- **AIM OF THE TASK**:
Give the data again exactly as it is written.

- **DATA**:
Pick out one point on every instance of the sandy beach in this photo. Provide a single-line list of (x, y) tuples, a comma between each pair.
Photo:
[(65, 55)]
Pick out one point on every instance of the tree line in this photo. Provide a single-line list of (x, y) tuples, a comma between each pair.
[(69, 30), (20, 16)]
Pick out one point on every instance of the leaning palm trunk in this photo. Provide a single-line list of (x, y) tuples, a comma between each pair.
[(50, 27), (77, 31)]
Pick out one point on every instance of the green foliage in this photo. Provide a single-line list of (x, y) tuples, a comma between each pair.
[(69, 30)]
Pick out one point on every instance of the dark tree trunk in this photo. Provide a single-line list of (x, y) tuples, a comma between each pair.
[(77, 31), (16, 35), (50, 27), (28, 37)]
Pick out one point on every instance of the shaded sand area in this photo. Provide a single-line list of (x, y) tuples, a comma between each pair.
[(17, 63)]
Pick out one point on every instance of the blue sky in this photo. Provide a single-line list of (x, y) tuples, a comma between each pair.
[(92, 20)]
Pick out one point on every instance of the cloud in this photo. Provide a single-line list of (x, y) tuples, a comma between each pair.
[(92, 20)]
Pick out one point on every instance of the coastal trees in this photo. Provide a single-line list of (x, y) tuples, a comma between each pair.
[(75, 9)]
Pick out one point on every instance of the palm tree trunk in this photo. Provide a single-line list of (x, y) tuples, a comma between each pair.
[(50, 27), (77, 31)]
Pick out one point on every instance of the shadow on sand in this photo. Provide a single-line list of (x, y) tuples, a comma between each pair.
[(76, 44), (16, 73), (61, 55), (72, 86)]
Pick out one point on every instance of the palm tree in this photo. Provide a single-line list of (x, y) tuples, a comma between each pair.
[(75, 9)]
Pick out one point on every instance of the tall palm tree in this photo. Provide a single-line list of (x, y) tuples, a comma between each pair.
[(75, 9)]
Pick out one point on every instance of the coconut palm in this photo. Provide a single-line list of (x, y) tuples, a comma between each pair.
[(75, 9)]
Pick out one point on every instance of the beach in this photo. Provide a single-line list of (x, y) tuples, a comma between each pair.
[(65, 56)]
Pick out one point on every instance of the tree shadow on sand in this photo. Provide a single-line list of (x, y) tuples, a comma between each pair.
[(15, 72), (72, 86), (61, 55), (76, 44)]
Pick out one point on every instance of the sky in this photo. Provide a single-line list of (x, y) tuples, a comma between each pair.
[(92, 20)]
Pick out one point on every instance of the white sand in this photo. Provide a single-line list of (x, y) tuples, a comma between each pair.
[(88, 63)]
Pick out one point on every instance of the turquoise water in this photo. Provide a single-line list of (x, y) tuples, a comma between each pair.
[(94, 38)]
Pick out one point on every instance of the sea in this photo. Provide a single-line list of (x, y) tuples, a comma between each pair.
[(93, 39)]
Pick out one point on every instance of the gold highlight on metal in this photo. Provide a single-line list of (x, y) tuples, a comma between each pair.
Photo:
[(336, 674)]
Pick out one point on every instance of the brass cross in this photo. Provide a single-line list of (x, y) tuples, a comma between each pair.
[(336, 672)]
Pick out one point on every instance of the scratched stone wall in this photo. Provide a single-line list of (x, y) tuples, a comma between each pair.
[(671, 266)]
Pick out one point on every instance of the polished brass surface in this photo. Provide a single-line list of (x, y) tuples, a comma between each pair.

- **RESULT OF THIS EXERCISE**:
Pick out one point on every instance of the sandy beach in this photo. Provide a single-line list of (x, y) tuples, a comma between each pair.
Photo:
[(65, 55)]
Pick out one point on every instance of the tree line in this photo. Provide a single-line list of (x, y) tuples, a comma between each pair.
[(69, 30), (20, 16)]
Pick out one point on every instance of the leaning palm trunk in this photo. Provide a single-line list of (x, y) tuples, a comma between each pair.
[(50, 27), (77, 31)]
Pick out one point on every instance of the green foliage in this photo. Provide a single-line list of (x, y) tuples, a comma between each pair.
[(69, 30)]
Pick out one point on every instance of the dark tree trunk in this photo. Provide a single-line list of (x, y) tuples, a comma between each pair.
[(77, 31), (16, 35), (50, 27), (28, 37)]
Pick out one point on every instance of the shaded sand area in this photo. Provide a single-line list of (x, y) tuples, a comma between each pair.
[(17, 63)]
Pick out one point on every instance of the blue sky in this photo. Provide a single-line list of (x, y) tuples, a comma between each pair.
[(92, 20)]
Pick out one point on every instance of the cloud in this photo. Provide a single-line list of (x, y) tuples, a comma between each pair.
[(92, 20)]
Pick out one point on every instance of the coastal trees in this photo. Provide a single-line list of (x, y) tuples, a comma between each pair.
[(75, 9)]
Pick out one point on every instance of the palm tree trunk in this photo. Provide a single-line list of (x, y) tuples, a comma between each pair.
[(50, 27), (77, 31)]
Pick out one point on every instance of the shadow on sand in this photo. Provide a single-line list of (x, y) tuples, a comma between each pair.
[(76, 44), (16, 73), (61, 55), (72, 86)]
Pick out one point on every instance of the palm tree in this photo. Provide a single-line list of (x, y) tuples, a comma between each pair.
[(75, 9)]
Pick out one point on every instance of the tall palm tree in this photo. Provide a single-line list of (x, y) tuples, a comma between each pair.
[(75, 9)]
Pick out one point on every instance of the coconut palm in this photo. Provide a single-line list of (x, y) tuples, a comma between each pair.
[(75, 9)]
Pick out one point on every instance of the beach in this photo. Provide a single-line list of (x, y) tuples, a comma between each pair.
[(65, 56)]
Pick out one point on every instance of the tree shadow on sand in this photo. Provide a single-line list of (x, y) tuples, a comma between each pair.
[(15, 72), (72, 86), (61, 55), (76, 44)]
Pick out one point on every instance of the sky in this photo. Provide a single-line list of (x, y) tuples, a comma between each pair.
[(92, 20)]
Pick out one point on every instance of the white sand in this photo. Provide a single-line list of (x, y) tuples, a comma between each pair.
[(88, 63)]
Pick out one point on every instance of the turquoise water in this photo. Provide a single-line list of (x, y) tuples, a comma between each pair.
[(94, 38)]
Pick out one point on every instance of the sea in this photo. Provide a single-line list of (x, y) tuples, a comma between each pair.
[(93, 39)]
Pick out one point on every instance of the gold highlight on metal in this photo. Provide a single-line list of (x, y) tuples, a comma between each pair.
Photo:
[(336, 674)]
Pick out one point on every instance of the brass cross in this photo. Provide a single-line list of (x, y) tuples, a comma between each pair.
[(336, 672)]
Pick out one point on every instance of the scratched stone wall in this photo. Provide a single-line list of (x, y) tuples, a comma between each pair.
[(671, 266)]
Pick out one point on every instance of the polished brass surface in this photo. Provide a single-line list of (x, y) tuples, a comma between each pair.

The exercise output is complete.